▶ **TASK BRIEF**: Copy out every line of the items below, requests included, and increase each x and y coordinate in the answers by 116. Leave the coordinates in the requests and their format samples unchanged.

▶ **MATERIAL FOR THIS EXERCISE**:
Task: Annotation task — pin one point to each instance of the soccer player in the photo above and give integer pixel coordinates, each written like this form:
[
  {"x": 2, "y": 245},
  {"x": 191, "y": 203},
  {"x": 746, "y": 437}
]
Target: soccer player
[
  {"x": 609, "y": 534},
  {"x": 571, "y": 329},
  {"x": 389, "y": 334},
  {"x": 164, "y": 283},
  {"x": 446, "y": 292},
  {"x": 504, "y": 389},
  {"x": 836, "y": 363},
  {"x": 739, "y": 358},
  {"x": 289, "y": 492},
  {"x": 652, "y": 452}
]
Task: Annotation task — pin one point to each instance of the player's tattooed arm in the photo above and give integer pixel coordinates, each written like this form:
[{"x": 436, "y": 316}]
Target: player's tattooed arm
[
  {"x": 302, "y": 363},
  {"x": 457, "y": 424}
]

▶ **ANSWER BELOW**:
Task: Annotation task — pin one point to each instance of the soccer player in the photo above and give integer pixel coordinates, each written like this form:
[
  {"x": 2, "y": 245},
  {"x": 191, "y": 203},
  {"x": 746, "y": 437}
]
Target: soccer player
[
  {"x": 725, "y": 650},
  {"x": 687, "y": 445},
  {"x": 505, "y": 450},
  {"x": 280, "y": 399},
  {"x": 562, "y": 408},
  {"x": 620, "y": 505},
  {"x": 952, "y": 479},
  {"x": 855, "y": 474},
  {"x": 405, "y": 608},
  {"x": 768, "y": 568}
]
Task: Annotation task — pin one point to each instance of the player's tattooed arm in the photo above and give integer pixel coordinates, each written like this form:
[{"x": 436, "y": 316}]
Target: player's tattooed arm
[
  {"x": 418, "y": 479},
  {"x": 573, "y": 540}
]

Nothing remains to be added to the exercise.